WORK REQUEST:
Which lines run from the line with "Target: grass patch" through the line with "Target: distant house" in the entries below? Print them exactly, both ends included, and nothing more.
Top of DATA EXCERPTS
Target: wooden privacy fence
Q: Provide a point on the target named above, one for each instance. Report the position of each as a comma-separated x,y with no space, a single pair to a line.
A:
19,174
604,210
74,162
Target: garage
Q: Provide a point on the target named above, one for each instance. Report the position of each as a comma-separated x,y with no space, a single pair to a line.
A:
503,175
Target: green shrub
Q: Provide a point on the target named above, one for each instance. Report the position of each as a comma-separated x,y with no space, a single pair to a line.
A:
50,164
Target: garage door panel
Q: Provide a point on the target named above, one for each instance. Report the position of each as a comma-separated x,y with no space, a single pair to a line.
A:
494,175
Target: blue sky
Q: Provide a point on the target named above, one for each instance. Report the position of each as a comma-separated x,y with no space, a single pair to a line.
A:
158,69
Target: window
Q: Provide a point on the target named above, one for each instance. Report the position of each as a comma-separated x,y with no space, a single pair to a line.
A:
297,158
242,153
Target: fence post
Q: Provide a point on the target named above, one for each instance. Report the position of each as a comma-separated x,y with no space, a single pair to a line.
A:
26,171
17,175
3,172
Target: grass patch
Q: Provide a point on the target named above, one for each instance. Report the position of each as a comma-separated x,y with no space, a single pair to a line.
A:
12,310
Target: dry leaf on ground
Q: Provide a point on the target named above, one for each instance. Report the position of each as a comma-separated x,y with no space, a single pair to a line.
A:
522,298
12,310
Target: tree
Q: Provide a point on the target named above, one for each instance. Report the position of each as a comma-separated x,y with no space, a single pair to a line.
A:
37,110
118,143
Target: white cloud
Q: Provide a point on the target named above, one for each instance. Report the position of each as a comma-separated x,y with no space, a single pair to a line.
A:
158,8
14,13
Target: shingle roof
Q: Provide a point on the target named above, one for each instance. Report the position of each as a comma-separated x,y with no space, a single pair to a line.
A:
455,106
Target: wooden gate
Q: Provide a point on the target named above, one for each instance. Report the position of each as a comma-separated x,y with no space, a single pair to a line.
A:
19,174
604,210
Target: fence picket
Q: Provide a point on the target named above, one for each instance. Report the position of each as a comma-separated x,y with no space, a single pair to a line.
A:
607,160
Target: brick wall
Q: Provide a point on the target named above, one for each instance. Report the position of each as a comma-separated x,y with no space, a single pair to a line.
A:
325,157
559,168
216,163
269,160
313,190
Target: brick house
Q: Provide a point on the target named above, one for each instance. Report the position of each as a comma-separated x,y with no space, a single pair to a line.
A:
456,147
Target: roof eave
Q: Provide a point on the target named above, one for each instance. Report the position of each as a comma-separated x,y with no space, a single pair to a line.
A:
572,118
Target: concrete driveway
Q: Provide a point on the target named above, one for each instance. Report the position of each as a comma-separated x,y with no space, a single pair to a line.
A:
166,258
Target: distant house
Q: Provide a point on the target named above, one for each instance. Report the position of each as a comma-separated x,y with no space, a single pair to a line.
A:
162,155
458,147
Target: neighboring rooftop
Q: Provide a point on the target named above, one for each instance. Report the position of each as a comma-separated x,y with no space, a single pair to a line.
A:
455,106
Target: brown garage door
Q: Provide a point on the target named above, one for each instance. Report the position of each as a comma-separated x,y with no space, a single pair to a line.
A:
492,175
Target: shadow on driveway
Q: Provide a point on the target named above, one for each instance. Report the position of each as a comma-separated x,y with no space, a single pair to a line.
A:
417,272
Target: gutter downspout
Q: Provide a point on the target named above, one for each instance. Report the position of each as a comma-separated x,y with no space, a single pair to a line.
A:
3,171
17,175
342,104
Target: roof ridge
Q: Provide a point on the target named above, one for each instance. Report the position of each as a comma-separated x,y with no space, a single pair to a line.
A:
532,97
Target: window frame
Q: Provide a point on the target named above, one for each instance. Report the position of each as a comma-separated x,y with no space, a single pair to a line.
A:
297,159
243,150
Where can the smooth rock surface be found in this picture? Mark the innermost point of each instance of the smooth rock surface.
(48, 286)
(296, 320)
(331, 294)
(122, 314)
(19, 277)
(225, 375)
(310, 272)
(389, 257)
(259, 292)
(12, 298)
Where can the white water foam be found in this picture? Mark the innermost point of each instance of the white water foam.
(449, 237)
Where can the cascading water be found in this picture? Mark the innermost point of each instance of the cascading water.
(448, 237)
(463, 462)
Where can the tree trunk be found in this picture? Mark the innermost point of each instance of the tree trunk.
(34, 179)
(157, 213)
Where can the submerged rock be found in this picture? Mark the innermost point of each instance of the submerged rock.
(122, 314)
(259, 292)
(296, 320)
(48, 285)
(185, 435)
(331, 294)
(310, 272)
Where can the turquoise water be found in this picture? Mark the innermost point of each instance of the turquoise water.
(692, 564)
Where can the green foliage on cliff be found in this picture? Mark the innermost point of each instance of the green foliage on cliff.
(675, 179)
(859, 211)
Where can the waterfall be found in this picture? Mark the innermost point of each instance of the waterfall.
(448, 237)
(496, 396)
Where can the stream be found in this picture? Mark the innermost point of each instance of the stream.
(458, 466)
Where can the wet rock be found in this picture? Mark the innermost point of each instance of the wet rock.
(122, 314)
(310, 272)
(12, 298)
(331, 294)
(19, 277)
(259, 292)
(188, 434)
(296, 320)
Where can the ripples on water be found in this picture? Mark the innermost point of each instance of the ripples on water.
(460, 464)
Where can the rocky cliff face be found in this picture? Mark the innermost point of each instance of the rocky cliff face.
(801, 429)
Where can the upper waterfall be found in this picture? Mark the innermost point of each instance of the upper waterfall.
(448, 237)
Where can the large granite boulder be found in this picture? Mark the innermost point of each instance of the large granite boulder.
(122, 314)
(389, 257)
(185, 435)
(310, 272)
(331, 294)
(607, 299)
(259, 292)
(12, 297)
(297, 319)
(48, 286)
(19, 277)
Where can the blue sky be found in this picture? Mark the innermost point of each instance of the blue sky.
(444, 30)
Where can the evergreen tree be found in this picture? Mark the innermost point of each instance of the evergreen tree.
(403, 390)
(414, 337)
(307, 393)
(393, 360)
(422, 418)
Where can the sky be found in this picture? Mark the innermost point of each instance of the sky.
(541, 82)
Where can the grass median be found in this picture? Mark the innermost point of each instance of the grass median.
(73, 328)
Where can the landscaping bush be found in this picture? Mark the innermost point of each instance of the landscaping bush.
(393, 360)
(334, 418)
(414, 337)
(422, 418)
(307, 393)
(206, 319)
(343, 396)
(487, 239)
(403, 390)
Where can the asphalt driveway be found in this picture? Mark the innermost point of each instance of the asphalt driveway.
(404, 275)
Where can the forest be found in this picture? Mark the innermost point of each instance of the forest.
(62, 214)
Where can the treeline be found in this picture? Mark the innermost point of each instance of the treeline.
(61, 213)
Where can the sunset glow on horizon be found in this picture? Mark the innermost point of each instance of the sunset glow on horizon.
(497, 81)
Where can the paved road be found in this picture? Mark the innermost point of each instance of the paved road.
Bottom of DATA EXCERPTS
WRITTEN SOLUTION:
Target: grass patch
Q: Provide a point on the target named above, one for each instance. Report the position of each as a comma-separated x,y with no space, a single pair to a line.
A:
12,310
Target: dry leaf on ground
Q: Provide a point on the target named above, one for each instance. Report the position of each as a comma-separated x,y with no space, a single pair to a line.
A:
522,298
12,310
Target: tree
Q: Provide a point on the target named above, one for each instance. Report the position of each as a comma-separated x,y with no space, a single pair to a line.
A:
37,110
118,143
Target: white cloud
Q: Provide a point on the target named above, one for each instance. Report the position of each as a comma-separated x,y with no space, a single pair to a line.
A:
158,8
14,13
Target: shingle roof
Q: Provide a point on the target named above, one for each instance. Report the position of each as a comma-separated x,y with no space, a single pair to a line.
A:
455,106
Target: wooden gate
Q: Provide a point on the target named above, one for each instance. Report the position of each as a comma-separated x,y with no space, a single pair to a line.
A:
19,174
604,210
Target: fence picket
Q: Provide a point on the target named above, one for each instance. Report the position of each as a comma-separated x,y with no space, a single pair to a line.
A:
607,160
Target: brick wall
Q: Provide a point on the target named above, one for each instance. Report the position of each as a comma-separated x,y with no space, a single pair to a line.
A:
325,157
559,168
216,163
269,160
313,190
Target: brick house
Q: Provide a point on the target named above, one for each instance. Report the position of each as a comma-separated x,y with no space, a single pair to a line.
A:
456,147
Target: roof eave
Q: Provide a point on the target named above, one for each instance. Report the position of each as a comma-separated x,y with no space, a single pair to a line.
A:
572,118
Target: concrete driveway
Q: Provide a point on the target named above, one for each instance. Report the position of each as a comma-separated x,y with no space, a single pair to a line.
A:
166,258
Target: distant house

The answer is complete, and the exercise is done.